▶ _EXCERPT_
--- begin ---

Going against the very nature of my being
A friend of mine from work has embarked on a challenge, and I feel compelled to follow along. She, and now I, vow to go a year without shopping for clothes. We've set slightly different rules for ourselves, but the spirit is the same.
I have a lot of clothes. Some of the clothes I have (let's be honest, A LOT of the clothes I have) don't get worn. Some because they don't fit right, some just because I have so many clothes but I only have a limited percentage in high rotation. So, I am crying "No mas!"
First I will clear out the stuff that doesn't fit. I am working on losing a bit of weight, so the items that I just slightly outgrew can stay, but...let's call a spade a spade and say that I've got a few suits and dresses that won't ever fit over this middle aged ass ever again.
If something wears out, I will replace it. I will get rid of the expired item in order to buy new, though. No more "let's just keep this for casual wear" when I get a nicer sweater or something. I won't pay out of pocket for anything new unless a comparable item is being trashed. This goes for shoes, too.

--- end ---

▶ _WRITTEN TASKS_
A. Rewrite the stretch of the blog post from "Going against the" through "ass ever again.", putting "garments" wherever "clothes" appears.
B. Answer these questions about the blog post.
(i) What challenge has the writer's friend from work taken on?
(ii) What will the writer do first?
(iii) Under what condition will the writer pay out of pocket for something new?
Rely on the blog post alone and bring in nothing from elsewhere.

▶ _DATA SECTION_
--- begin ---

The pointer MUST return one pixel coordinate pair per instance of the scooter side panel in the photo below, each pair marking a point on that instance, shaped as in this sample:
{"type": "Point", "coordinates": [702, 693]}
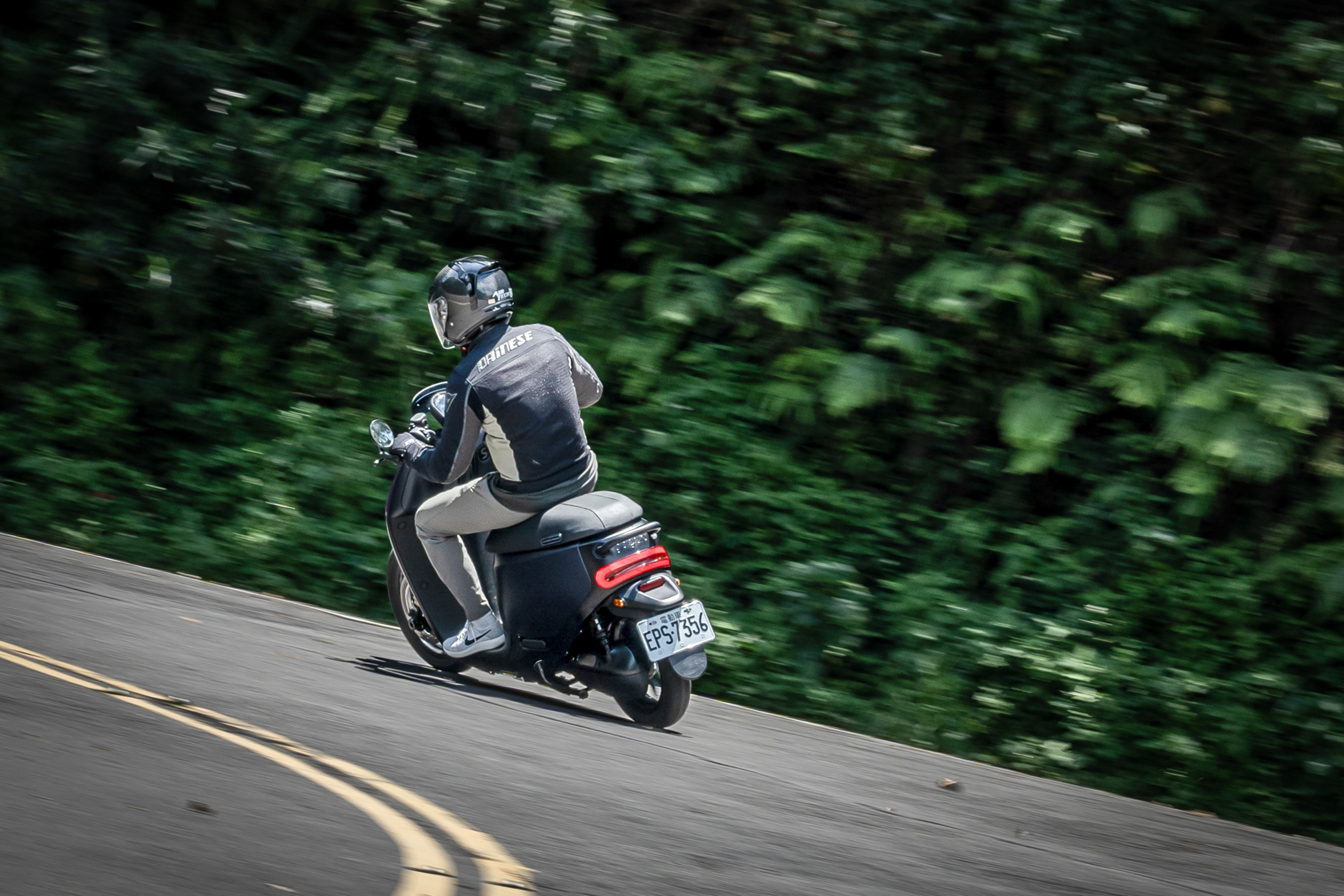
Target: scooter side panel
{"type": "Point", "coordinates": [542, 593]}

--- end ---

▶ _TASK ANSWERS_
A.
Going against the very nature of my being
A friend of mine from work has embarked on a challenge, and I feel compelled to follow along. She, and now I, vow to go a year without shopping for garments. We've set slightly different rules for ourselves, but the spirit is the same.
I have a lot of garments. Some of the garments I have (let's be honest, A LOT of the garments I have) don't get worn. Some because they don't fit right, some just because I have so many garments but I only have a limited percentage in high rotation. So, I am crying "No mas!"
First I will clear out the stuff that doesn't fit. I am working on losing a bit of weight, so the items that I just slightly outgrew can stay, but...let's call a spade a spade and say that I've got a few suits and dresses that won't ever fit over this middle aged ass ever again.

B.
(i) Going a year without shopping for clothes.
(ii) Clear out the stuff that doesn't fit.
(iii) Only when a comparable item is being trashed.